:: Work to complete ::
Gather every line of the data below that contains the word "shelf", copying each such line in full. Letter case counts when matching.

#####

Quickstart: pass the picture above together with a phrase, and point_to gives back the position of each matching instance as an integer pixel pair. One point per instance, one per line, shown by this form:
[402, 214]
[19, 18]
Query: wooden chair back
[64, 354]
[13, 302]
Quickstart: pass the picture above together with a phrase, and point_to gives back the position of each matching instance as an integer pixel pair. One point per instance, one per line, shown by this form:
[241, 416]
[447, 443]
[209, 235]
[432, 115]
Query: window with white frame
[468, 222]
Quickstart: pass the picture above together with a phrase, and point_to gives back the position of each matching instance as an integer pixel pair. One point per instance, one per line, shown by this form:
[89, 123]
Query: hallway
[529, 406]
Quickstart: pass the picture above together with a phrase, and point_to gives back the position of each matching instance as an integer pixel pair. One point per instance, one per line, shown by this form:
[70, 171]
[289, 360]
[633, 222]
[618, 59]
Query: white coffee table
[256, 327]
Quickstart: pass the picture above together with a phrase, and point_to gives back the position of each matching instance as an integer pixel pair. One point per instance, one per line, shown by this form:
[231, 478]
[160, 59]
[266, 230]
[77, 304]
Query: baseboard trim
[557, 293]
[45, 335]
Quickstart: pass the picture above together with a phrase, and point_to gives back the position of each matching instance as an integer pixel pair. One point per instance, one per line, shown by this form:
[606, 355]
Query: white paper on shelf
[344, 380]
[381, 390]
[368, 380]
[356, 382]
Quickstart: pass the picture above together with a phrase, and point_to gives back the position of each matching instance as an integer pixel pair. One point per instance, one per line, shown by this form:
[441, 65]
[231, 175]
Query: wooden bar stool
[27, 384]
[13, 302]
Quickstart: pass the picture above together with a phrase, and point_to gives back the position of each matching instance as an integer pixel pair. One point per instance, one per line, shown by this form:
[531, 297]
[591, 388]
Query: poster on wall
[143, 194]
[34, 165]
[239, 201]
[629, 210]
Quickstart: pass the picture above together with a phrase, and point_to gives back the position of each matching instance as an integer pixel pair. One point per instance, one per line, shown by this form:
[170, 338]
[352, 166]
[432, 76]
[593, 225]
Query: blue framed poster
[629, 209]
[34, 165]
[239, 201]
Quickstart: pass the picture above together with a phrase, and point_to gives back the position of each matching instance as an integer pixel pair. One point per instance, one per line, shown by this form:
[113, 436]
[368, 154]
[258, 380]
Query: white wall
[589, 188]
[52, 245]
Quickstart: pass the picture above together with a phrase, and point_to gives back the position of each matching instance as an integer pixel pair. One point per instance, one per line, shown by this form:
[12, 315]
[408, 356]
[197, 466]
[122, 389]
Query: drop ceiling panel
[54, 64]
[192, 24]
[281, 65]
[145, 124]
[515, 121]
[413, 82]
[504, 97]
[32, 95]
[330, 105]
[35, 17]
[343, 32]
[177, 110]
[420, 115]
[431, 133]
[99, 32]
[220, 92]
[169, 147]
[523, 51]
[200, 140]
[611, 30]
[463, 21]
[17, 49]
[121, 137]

#####

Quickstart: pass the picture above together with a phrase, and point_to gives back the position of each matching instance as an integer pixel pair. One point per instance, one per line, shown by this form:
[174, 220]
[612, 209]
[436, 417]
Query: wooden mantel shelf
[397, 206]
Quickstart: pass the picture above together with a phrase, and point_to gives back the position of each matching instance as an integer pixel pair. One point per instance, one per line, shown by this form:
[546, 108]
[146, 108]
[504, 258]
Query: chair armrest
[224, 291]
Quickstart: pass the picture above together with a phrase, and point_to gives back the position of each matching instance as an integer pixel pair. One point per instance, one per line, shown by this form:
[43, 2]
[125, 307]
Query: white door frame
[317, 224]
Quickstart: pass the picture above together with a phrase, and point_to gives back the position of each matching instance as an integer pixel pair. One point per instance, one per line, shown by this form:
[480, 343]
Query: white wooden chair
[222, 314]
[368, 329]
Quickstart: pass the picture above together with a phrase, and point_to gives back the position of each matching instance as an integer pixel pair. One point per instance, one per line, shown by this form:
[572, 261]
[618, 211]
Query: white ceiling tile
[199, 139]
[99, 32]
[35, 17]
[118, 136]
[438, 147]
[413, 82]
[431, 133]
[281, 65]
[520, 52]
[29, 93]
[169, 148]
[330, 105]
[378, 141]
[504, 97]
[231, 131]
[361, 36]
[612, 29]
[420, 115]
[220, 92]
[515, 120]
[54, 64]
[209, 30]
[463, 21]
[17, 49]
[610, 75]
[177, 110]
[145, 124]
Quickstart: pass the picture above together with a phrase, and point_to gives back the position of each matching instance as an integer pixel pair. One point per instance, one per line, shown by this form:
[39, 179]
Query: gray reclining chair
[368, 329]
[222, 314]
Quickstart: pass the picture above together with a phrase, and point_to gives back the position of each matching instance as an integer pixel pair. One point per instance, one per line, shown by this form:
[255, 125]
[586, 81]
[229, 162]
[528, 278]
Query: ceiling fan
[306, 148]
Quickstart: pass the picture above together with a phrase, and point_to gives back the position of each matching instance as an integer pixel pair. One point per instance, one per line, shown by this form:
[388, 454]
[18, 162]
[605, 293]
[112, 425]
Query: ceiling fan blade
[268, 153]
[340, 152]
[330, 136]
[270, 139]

#####

:: Task response ::
Query: white paper on shelf
Query: wooden mantel shelf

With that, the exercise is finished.